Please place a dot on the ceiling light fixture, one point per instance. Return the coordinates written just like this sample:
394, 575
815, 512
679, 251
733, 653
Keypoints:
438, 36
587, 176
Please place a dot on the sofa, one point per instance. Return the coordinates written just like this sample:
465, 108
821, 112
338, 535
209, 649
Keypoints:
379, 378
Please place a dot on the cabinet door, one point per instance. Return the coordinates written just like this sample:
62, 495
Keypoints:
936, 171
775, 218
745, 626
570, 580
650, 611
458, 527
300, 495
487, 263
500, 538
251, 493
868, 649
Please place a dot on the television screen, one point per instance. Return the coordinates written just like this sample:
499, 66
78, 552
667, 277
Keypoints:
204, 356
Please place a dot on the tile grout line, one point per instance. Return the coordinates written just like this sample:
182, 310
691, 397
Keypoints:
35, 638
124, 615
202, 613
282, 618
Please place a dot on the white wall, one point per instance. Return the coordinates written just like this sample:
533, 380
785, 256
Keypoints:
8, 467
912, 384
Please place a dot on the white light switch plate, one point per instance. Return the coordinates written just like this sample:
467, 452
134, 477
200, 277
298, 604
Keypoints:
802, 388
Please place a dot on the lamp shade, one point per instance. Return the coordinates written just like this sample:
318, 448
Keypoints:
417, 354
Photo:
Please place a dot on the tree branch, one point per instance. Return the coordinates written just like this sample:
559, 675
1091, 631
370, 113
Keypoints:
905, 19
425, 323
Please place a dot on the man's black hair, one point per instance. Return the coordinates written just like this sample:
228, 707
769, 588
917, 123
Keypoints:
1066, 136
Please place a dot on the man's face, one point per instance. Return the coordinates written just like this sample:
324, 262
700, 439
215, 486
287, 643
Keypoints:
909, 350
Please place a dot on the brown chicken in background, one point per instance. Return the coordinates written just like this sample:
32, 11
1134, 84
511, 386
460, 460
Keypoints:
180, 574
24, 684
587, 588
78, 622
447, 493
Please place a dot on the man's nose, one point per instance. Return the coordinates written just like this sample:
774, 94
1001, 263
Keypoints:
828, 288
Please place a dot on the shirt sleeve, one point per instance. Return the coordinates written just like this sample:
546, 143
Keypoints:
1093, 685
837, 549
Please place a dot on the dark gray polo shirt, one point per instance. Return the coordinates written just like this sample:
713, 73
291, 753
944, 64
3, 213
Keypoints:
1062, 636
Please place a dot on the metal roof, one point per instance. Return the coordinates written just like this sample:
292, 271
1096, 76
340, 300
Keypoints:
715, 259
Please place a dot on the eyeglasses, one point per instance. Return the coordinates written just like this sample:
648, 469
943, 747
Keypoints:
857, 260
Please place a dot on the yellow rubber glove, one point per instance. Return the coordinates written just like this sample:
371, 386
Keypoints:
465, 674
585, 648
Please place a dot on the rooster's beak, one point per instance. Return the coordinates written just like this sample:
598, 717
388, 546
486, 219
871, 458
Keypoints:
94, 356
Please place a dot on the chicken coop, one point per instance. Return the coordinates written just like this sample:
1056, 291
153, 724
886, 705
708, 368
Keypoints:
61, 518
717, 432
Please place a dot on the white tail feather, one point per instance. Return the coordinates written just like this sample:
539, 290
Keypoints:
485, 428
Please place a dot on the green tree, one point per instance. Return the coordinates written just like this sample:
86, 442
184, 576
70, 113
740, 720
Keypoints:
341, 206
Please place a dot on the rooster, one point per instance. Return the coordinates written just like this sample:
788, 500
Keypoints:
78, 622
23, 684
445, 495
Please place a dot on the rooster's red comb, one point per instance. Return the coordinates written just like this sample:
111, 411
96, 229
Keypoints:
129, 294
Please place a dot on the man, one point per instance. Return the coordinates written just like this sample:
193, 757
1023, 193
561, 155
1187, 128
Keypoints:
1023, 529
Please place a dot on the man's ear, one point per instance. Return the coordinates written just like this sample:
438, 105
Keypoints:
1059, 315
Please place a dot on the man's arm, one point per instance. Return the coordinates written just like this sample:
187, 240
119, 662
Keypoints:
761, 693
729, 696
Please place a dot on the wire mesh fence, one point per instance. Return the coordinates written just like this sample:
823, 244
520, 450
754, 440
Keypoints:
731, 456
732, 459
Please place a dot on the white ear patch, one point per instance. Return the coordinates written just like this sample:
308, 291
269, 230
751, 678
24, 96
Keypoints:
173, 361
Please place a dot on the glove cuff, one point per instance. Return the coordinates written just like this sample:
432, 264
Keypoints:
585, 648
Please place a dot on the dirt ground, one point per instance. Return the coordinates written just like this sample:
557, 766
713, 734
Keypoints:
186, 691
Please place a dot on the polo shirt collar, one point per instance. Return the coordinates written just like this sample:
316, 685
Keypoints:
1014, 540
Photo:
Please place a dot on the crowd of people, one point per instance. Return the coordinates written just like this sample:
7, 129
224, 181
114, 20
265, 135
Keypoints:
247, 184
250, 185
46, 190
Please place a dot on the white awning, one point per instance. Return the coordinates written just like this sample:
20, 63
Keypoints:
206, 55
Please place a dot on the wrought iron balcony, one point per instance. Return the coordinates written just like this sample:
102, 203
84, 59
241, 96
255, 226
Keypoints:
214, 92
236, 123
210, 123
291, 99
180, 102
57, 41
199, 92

WHAT IS REQUIRED | Reproduce word for word the lines of the material that begin with the line containing "Please place a dot on the polo" and continue through the end of the material.

COMPLETE OUTPUT |
Please place a dot on the polo shirt collar, one point per instance. Return the coordinates written just like this sample:
316, 685
Keypoints:
1014, 540
Photo:
Please place a dot on the crowd of people, one point per instance. Return the coordinates written just like this sample:
7, 129
224, 181
114, 20
265, 135
Keypoints:
247, 184
250, 185
46, 190
Please place a dot on the white awning, one point per instance. Return the coordinates written just like this sample:
20, 63
Keypoints:
206, 55
Please place a dot on the wrought iron balcony, one point per instance. Return the coordinates written just like this sample:
102, 203
84, 59
241, 96
255, 226
Keypoints:
214, 92
236, 123
210, 123
291, 99
180, 102
57, 41
199, 92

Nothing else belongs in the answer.